Copy the following passage about the Perth suburb of Mindarie in full, word for word.

§ Selected passage:
= = =
Mindarie is an outer coastal suburb of Perth, Western Australia. It is located 36 kilometres (22 mi) north of Perth's central business district, and forms part of the City of Wanneroo local government area.

After being briefly used for its limestone deposits in the early 20th century, the suburb was formally established in 1988 with the construction of the Mindarie Marina and hotel, one of the largest man-made marina resorts in the state. Several shops, restaurants and schools are now dispersed throughout the rest of the area, which is primarily residential in character. A number of large bushland reserves and parks preserve Mindarie's previously natural state, such as its large coastal dunes.

Mindarie was used as one of the filming locations for the children's science fiction television series Stormworld.

==Geography==
Mindarie is formally bounded by Quinns Road, Marmion Avenue and the Indian Ocean. The suburbs of Clarkson and Merriwa lie to the east, and Quinns Rocks lies to the north. South of Mindarie is the uninhabited locality of Tamala Park.
= = =
§ Listed records:

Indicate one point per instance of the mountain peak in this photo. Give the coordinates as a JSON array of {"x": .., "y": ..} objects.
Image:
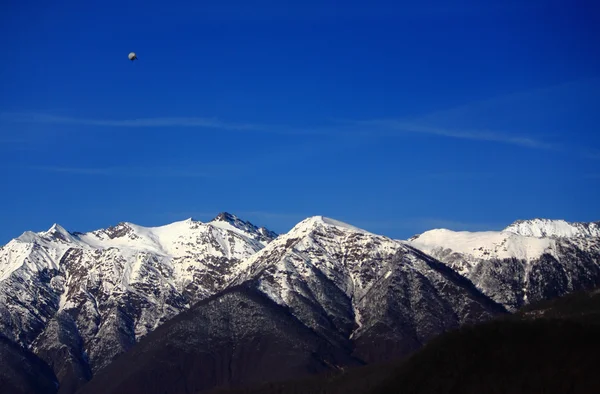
[
  {"x": 554, "y": 228},
  {"x": 322, "y": 221},
  {"x": 57, "y": 232},
  {"x": 225, "y": 217},
  {"x": 228, "y": 219}
]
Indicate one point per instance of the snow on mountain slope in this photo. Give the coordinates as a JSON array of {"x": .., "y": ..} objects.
[
  {"x": 110, "y": 287},
  {"x": 554, "y": 228},
  {"x": 352, "y": 286},
  {"x": 482, "y": 245},
  {"x": 529, "y": 261}
]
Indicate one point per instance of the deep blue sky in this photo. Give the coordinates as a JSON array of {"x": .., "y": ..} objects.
[{"x": 394, "y": 116}]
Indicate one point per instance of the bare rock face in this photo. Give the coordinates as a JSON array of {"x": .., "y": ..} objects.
[
  {"x": 23, "y": 372},
  {"x": 238, "y": 337}
]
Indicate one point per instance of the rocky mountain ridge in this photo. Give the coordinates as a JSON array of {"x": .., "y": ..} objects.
[{"x": 79, "y": 300}]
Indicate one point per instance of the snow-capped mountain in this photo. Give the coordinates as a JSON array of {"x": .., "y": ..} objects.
[
  {"x": 362, "y": 290},
  {"x": 554, "y": 228},
  {"x": 78, "y": 300},
  {"x": 528, "y": 261}
]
= = =
§ Output for this task:
Mindarie is an outer coastal suburb of Perth, Western Australia. It is located 36 kilometres (22 mi) north of Perth's central business district, and forms part of the City of Wanneroo local government area.

After being briefly used for its limestone deposits in the early 20th century, the suburb was formally established in 1988 with the construction of the Mindarie Marina and hotel, one of the largest man-made marina resorts in the state. Several shops, restaurants and schools are now dispersed throughout the rest of the area, which is primarily residential in character. A number of large bushland reserves and parks preserve Mindarie's previously natural state, such as its large coastal dunes.

Mindarie was used as one of the filming locations for the children's science fiction television series Stormworld.

==Geography==
Mindarie is formally bounded by Quinns Road, Marmion Avenue and the Indian Ocean. The suburbs of Clarkson and Merriwa lie to the east, and Quinns Rocks lies to the north. South of Mindarie is the uninhabited locality of Tamala Park.